======== SUPPLIED PASSAGE ========

That said, we do share a common fondness for Hugh Johnson, and I recommend The Principles of Gardening to anyone who will listen.[viii] No better guide to the full glorious spectrum of gardening exists anywhere. I’m not sure if it’s still in print, but it is available on Amazon, and everyone reading this (you are getting sleepy…sleepy) must go buy it (when you awake). I need to also mention John Seymour, author of the Self-Sufficient Gardener, whose infectious enthusiasm hooked me to the point where, for an anachronistic period of time, we just about went off the grid.[ix] Never did, though, develop a taste for parsnips.

======== RECORDED INFORMATION ========

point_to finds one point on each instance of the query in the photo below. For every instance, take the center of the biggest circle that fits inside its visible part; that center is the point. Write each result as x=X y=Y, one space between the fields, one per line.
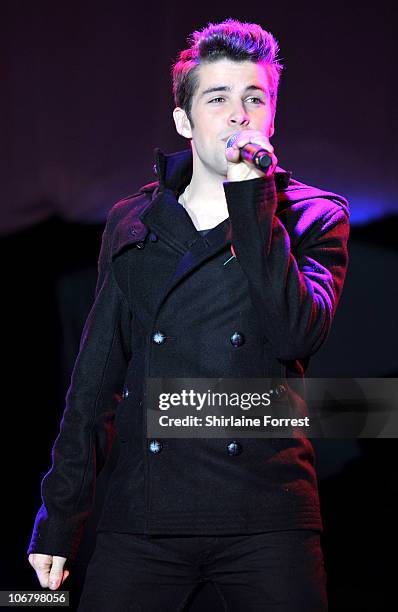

========

:: WORK TO COMPLETE ::
Write out everything in the passage on gardening books from "That said, we" down to "taste for parsnips.". The lines above aren't needed for what comes next.

:: WRITTEN SOLUTION ::
That said, we do share a common fondness for Hugh Johnson, and I recommend The Principles of Gardening to anyone who will listen.[viii] No better guide to the full glorious spectrum of gardening exists anywhere. I’m not sure if it’s still in print, but it is available on Amazon, and everyone reading this (you are getting sleepy…sleepy) must go buy it (when you awake). I need to also mention John Seymour, author of the Self-Sufficient Gardener, whose infectious enthusiasm hooked me to the point where, for an anachronistic period of time, we just about went off the grid.[ix] Never did, though, develop a taste for parsnips.